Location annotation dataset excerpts
# # # # #
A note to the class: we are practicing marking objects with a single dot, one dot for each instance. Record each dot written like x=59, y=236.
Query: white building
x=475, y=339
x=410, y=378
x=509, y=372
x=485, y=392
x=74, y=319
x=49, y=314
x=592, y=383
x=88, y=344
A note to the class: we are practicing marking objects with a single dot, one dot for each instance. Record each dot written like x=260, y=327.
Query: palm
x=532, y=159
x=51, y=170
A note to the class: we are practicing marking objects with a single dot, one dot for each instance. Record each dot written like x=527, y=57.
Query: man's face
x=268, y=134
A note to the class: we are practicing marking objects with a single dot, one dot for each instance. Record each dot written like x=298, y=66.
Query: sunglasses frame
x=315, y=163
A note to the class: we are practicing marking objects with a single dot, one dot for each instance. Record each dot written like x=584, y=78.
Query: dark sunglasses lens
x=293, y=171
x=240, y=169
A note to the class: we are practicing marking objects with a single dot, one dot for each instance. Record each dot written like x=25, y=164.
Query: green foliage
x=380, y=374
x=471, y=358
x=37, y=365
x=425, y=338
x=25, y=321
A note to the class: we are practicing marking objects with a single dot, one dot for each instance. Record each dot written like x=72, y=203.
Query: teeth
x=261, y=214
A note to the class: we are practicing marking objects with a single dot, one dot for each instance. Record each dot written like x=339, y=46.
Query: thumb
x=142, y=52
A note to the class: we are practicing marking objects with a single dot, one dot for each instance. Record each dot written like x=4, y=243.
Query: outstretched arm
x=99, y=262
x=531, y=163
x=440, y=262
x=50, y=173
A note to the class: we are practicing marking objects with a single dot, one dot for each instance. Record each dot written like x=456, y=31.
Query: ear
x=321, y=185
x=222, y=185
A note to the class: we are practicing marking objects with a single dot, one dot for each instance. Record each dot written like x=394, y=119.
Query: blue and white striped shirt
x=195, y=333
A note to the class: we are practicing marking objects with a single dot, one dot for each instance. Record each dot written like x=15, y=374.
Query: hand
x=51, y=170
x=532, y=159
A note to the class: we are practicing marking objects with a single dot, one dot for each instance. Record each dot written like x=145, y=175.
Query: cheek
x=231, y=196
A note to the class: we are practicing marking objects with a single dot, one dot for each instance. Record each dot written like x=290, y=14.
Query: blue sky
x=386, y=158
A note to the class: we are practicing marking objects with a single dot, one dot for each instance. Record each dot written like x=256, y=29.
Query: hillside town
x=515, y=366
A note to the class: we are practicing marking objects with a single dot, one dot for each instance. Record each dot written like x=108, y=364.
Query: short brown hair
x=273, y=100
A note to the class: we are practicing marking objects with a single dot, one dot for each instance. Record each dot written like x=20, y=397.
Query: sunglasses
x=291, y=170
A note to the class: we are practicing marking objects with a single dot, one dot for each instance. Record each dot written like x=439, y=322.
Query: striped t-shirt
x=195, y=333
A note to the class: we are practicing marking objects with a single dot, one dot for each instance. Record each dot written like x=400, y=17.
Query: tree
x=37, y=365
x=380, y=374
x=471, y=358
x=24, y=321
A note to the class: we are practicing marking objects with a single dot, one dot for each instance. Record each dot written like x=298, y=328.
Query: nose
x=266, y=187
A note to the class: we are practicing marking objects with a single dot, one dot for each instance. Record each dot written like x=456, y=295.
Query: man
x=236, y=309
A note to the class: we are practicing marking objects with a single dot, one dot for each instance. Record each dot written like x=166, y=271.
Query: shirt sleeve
# # # # #
SET EXERCISE
Format all the records above as a JSON list of strings with one string per line, leaving out any blank lines.

RESULT OF THE TASK
[
  "A note to the class: we are practicing marking objects with a single dot, one dot for each instance. Record each dot written like x=59, y=236.",
  "Query: white building",
  "x=475, y=339",
  "x=410, y=378",
  "x=509, y=372",
  "x=485, y=392",
  "x=74, y=319",
  "x=49, y=314",
  "x=592, y=383",
  "x=88, y=344",
  "A note to the class: we are practicing marking objects with a single dot, one dot for each instance. Record each dot written like x=260, y=327.",
  "Query: palm",
  "x=532, y=159",
  "x=51, y=170",
  "A note to the class: we are practicing marking objects with a single dot, one dot for each instance. Record each dot written like x=527, y=57.",
  "Query: man's face",
  "x=268, y=134",
  "A note to the class: we are practicing marking objects with a single dot, one dot for each instance. Record each dot written like x=298, y=66.",
  "Query: sunglasses frame",
  "x=315, y=163",
  "A note to the class: we are practicing marking objects with a single dot, one dot for each instance. Record each dot written like x=584, y=78.",
  "Query: dark sunglasses lens",
  "x=293, y=171",
  "x=240, y=169",
  "A note to the class: we are practicing marking objects with a single dot, one dot for each instance. Record each dot written like x=25, y=164.",
  "Query: green foliage",
  "x=380, y=374",
  "x=471, y=358",
  "x=37, y=365",
  "x=425, y=338",
  "x=25, y=321",
  "A note to the class: we are practicing marking objects with a single dot, one dot for each instance. Record each dot written like x=72, y=203.",
  "Query: teeth",
  "x=261, y=214",
  "A note to the class: we are practicing marking objects with a single dot, one dot for each instance. Record each dot written like x=339, y=46.",
  "Query: thumb",
  "x=142, y=52",
  "A note to the class: we are practicing marking objects with a single dot, one dot for each instance. Record each dot written like x=4, y=243.",
  "Query: outstretched arm",
  "x=99, y=262",
  "x=531, y=163",
  "x=440, y=262",
  "x=50, y=173",
  "A note to the class: we are practicing marking objects with a single dot, one dot for each instance. Record each dot written like x=456, y=31.",
  "Query: ear",
  "x=321, y=185",
  "x=222, y=185",
  "A note to the class: we are practicing marking objects with a single dot, one dot for each instance. Record each dot written like x=394, y=119.",
  "Query: blue and white striped shirt",
  "x=195, y=333",
  "A note to the class: we are practicing marking objects with a single dot, one dot for each instance. Record each dot written like x=15, y=374.",
  "Query: hand",
  "x=51, y=170",
  "x=532, y=159",
  "A note to the class: we are practicing marking objects with a single dot, one dot for each instance. Record each dot written like x=145, y=175.",
  "Query: cheek",
  "x=231, y=196",
  "A note to the class: we are practicing marking objects with a single dot, one dot for each instance. Record each dot written like x=290, y=14.",
  "Query: blue sky",
  "x=386, y=158",
  "A note to the class: we are practicing marking objects with a single dot, one dot for each instance. Record each dot written like x=256, y=29.",
  "Query: hillside town",
  "x=515, y=366",
  "A note to the class: we are practicing marking objects with a single dot, one dot for each instance. Record each dot written like x=108, y=364.",
  "Query: short brown hair",
  "x=273, y=100",
  "A note to the class: we are practicing marking objects with a single dot, one dot for each instance. Record each dot written like x=20, y=397.",
  "Query: sunglasses",
  "x=291, y=170",
  "A note to the class: we are practicing marking objects with a single dot, one dot for each instance. Record each dot written like x=439, y=322.",
  "Query: striped t-shirt",
  "x=195, y=333",
  "A note to the class: we are practicing marking objects with a single dot, one dot for each instance. Record each dot written like x=400, y=17.",
  "Query: tree",
  "x=37, y=365",
  "x=380, y=374",
  "x=471, y=358",
  "x=24, y=321",
  "A note to the class: we are practicing marking objects with a single dot, one dot for each instance. Record each dot written like x=298, y=328.",
  "Query: nose",
  "x=266, y=187",
  "A note to the class: we are practicing marking objects with a single dot, one dot for each instance. Record each dot written like x=456, y=295.",
  "Query: man",
  "x=236, y=309",
  "A note to the class: we are practicing marking objects with a single dot, one dot for each instance. Record each dot written like x=166, y=271.",
  "Query: shirt sleeve"
]